Source entries:
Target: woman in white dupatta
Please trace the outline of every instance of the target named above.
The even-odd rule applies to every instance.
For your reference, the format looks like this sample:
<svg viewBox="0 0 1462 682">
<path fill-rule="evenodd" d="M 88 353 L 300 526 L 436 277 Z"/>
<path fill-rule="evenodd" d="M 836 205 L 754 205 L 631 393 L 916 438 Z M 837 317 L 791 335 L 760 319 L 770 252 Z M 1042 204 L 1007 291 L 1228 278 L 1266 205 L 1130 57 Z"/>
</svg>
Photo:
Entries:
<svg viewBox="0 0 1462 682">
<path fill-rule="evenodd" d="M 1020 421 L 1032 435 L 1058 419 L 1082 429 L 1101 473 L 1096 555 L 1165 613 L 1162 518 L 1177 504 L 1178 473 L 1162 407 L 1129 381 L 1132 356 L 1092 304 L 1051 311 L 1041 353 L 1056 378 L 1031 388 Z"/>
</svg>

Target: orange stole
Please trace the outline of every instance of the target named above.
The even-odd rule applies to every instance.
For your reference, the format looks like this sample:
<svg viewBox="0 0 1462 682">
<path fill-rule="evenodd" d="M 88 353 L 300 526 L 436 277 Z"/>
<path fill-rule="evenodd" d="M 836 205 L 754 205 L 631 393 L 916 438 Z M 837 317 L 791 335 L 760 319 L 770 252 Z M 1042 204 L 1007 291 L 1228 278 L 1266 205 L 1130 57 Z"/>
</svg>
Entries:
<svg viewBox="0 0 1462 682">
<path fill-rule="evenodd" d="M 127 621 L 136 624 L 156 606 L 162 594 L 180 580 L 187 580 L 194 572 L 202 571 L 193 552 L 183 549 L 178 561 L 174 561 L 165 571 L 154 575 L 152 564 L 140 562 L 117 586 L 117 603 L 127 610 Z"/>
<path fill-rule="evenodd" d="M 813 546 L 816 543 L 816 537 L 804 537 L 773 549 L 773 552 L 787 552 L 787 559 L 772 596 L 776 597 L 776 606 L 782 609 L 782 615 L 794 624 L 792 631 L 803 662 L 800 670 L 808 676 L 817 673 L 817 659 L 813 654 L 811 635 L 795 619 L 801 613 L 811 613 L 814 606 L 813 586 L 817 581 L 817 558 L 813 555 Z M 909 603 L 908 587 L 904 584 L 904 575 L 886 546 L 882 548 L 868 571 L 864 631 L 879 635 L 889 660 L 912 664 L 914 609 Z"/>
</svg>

**Requirement**.
Rewrite every line of the entries above as a numbered list, one line per item, and leave out the blank lines.

**Output for this exercise**.
1. Target: woman in white dupatta
2. Please trace the outline of every instance of the target named above.
3. The even-odd rule applies to every instance.
4. For your reference, the format looks like this sample:
5. <svg viewBox="0 0 1462 682">
6. <path fill-rule="evenodd" d="M 88 353 L 300 526 L 436 277 Z"/>
7. <path fill-rule="evenodd" d="M 836 205 L 754 205 L 631 393 L 916 438 Z M 837 317 L 791 335 L 760 319 L 770 252 Z M 1042 204 L 1007 291 L 1228 278 L 1266 205 L 1130 57 Z"/>
8. </svg>
9. Photo:
10. Entries:
11. <svg viewBox="0 0 1462 682">
12. <path fill-rule="evenodd" d="M 1020 421 L 1032 435 L 1058 419 L 1082 429 L 1101 473 L 1096 555 L 1165 613 L 1162 518 L 1177 504 L 1178 473 L 1162 407 L 1129 381 L 1132 356 L 1092 304 L 1051 311 L 1041 353 L 1056 378 L 1031 388 Z"/>
13. </svg>
14. Target: orange stole
15. Please trace the outline of every instance of the target named above.
16. The even-odd rule applies to every instance.
17. For your reference, the format looks like this sample:
18. <svg viewBox="0 0 1462 682">
19. <path fill-rule="evenodd" d="M 88 353 L 300 526 L 436 277 Z"/>
20. <path fill-rule="evenodd" d="M 836 205 L 754 205 L 631 393 L 916 438 Z M 837 317 L 791 335 L 760 319 L 770 252 Z M 1042 204 L 1007 291 L 1228 278 L 1266 205 L 1130 57 Z"/>
21. </svg>
22. Entries:
23. <svg viewBox="0 0 1462 682">
24. <path fill-rule="evenodd" d="M 127 621 L 136 624 L 156 606 L 162 594 L 180 580 L 187 580 L 194 572 L 202 571 L 193 552 L 183 549 L 178 561 L 174 561 L 165 571 L 154 575 L 152 564 L 140 562 L 117 586 L 117 603 L 127 610 Z"/>
25. <path fill-rule="evenodd" d="M 813 546 L 816 543 L 816 537 L 804 537 L 773 549 L 773 552 L 787 552 L 787 559 L 772 596 L 776 597 L 776 606 L 782 609 L 782 615 L 794 624 L 792 631 L 803 662 L 800 670 L 808 676 L 817 673 L 817 659 L 813 654 L 811 635 L 795 619 L 801 613 L 811 613 L 814 606 L 813 586 L 817 581 L 817 558 L 813 555 Z M 909 603 L 908 587 L 904 584 L 904 575 L 886 546 L 882 548 L 868 571 L 864 631 L 879 635 L 889 660 L 912 664 L 914 609 Z"/>
26. </svg>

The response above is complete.